Document passage -
--- --- ---

Took her home last night and it was like trying to put an oyster in a slot machine. I may have drank a little too much.
he peed everywhere. it's like having a puppy.
After throwing up, the toothpaste tasted so good. Thank you for not letting me eat it.
All the alcohol I spilled on myself must have acted as a disinfectant or something. I haven't showered in three days and I still don't have a staph infection from sleeping on the lawn with you.
My ex was there, the 2 girls I'm seeing showed up and I had a pocket full of VIP passes 2 the strip club. Had all the makings of an epic night but I fell asleep at the bar.
What if we made a bunch of weed butter and then poured the butter into tiny rectangular molds and then chilled it so it was solid again and then wrapped it with the tin foil wrapping from restaurant butter and then left them at restaurants and wreaked utter havoc.
Moral of the story: don't have drunken shower sex with the lights off...or you WILL break your foot. And the shower knobs.
Awee what are you going to name your new dog?
What dog?
We went to Olive Garden so high we didn't talk and managed to be awkward enough for the waiter to ask if it was our first date
He used one of his curtains as a leash and hand restraints. He wins the creative sex challenge hands down.
I'n not even sure we went out, but I know we broke into a cemetery.
I think pants incapable of making pants work
Just remembered someone sprayed perfume in my mouth last night after convincing me it was vodka and that i tried to herd ducks around campus and bring one home.
I think its a little fucked up she invited you to her wedding, are you going?
There is a lot of acid in my drugs right now
....ill put you down as a no then
Just saw a car towing a guy on skis drive by so that’s how Syracuse is doing today.

--- --- ---

Required actions -
1 > Repeat a portion of the text messages word for word, starting at "Moral of the" and ending at "are you going?".
2 > In the text messages, what did the waiter at Olive Garden ask?
The listing after this point has nothing to do with the text messages.

Records shown -
--- --- ---

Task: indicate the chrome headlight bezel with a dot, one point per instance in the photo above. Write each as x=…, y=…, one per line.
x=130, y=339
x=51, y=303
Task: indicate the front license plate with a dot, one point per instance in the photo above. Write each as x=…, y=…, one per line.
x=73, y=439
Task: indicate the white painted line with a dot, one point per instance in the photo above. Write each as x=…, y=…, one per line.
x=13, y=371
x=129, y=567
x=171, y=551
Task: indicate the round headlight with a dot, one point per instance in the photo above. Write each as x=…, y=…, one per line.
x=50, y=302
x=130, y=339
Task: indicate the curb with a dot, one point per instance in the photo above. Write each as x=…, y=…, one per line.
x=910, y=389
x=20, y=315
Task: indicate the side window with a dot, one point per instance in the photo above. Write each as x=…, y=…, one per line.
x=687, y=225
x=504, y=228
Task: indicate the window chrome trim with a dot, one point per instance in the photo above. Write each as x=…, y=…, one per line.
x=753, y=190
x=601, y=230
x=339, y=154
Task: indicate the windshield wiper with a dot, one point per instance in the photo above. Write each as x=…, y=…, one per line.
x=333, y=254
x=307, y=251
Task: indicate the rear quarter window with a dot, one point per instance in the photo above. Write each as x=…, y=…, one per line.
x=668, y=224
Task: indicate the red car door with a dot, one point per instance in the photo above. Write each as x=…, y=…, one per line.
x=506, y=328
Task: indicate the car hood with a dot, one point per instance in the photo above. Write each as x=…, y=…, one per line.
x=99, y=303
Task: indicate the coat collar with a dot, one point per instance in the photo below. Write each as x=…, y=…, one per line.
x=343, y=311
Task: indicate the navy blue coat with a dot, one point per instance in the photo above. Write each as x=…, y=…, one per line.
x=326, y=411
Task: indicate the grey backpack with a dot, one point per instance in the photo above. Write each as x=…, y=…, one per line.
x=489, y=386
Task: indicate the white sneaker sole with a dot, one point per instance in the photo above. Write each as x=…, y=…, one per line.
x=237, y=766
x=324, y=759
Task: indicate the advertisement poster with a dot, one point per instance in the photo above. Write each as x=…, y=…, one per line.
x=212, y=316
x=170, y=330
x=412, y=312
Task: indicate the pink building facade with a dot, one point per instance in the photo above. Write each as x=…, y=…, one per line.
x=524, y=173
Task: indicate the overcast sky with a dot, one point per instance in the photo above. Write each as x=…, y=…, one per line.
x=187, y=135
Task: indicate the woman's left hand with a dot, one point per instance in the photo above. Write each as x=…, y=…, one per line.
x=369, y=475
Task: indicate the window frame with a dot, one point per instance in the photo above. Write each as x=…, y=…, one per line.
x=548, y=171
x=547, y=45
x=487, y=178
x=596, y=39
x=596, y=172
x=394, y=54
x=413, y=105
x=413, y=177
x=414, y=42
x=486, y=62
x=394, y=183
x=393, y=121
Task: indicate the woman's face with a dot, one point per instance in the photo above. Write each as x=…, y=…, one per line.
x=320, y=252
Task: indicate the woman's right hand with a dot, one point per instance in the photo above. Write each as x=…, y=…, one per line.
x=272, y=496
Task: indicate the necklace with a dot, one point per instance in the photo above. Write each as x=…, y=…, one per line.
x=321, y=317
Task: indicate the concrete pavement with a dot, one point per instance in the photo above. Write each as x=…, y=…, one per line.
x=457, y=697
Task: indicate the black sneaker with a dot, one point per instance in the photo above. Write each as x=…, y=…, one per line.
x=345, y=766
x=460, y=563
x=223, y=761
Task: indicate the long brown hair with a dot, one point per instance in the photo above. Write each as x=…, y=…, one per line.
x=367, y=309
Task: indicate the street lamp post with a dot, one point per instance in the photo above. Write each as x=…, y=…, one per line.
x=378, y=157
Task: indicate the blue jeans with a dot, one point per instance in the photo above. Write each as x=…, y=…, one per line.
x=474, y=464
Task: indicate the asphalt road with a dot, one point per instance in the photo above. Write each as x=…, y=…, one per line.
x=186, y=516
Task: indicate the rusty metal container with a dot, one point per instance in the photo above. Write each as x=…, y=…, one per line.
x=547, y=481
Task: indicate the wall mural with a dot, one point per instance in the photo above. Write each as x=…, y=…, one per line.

--- --- ---

Answers -
1 >
Moral of the story: don't have drunken shower sex with the lights off...or you WILL break your foot. And the shower knobs.
Awee what are you going to name your new dog?
What dog?
We went to Olive Garden so high we didn't talk and managed to be awkward enough for the waiter to ask if it was our first date
He used one of his curtains as a leash and hand restraints. He wins the creative sex challenge hands down.
I'n not even sure we went out, but I know we broke into a cemetery.
I think pants incapable of making pants work
Just remembered someone sprayed perfume in my mouth last night after convincing me it was vodka and that i tried to herd ducks around campus and bring one home.
I think its a little fucked up she invited you to her wedding, are you going?

2 > Whether it was their first date.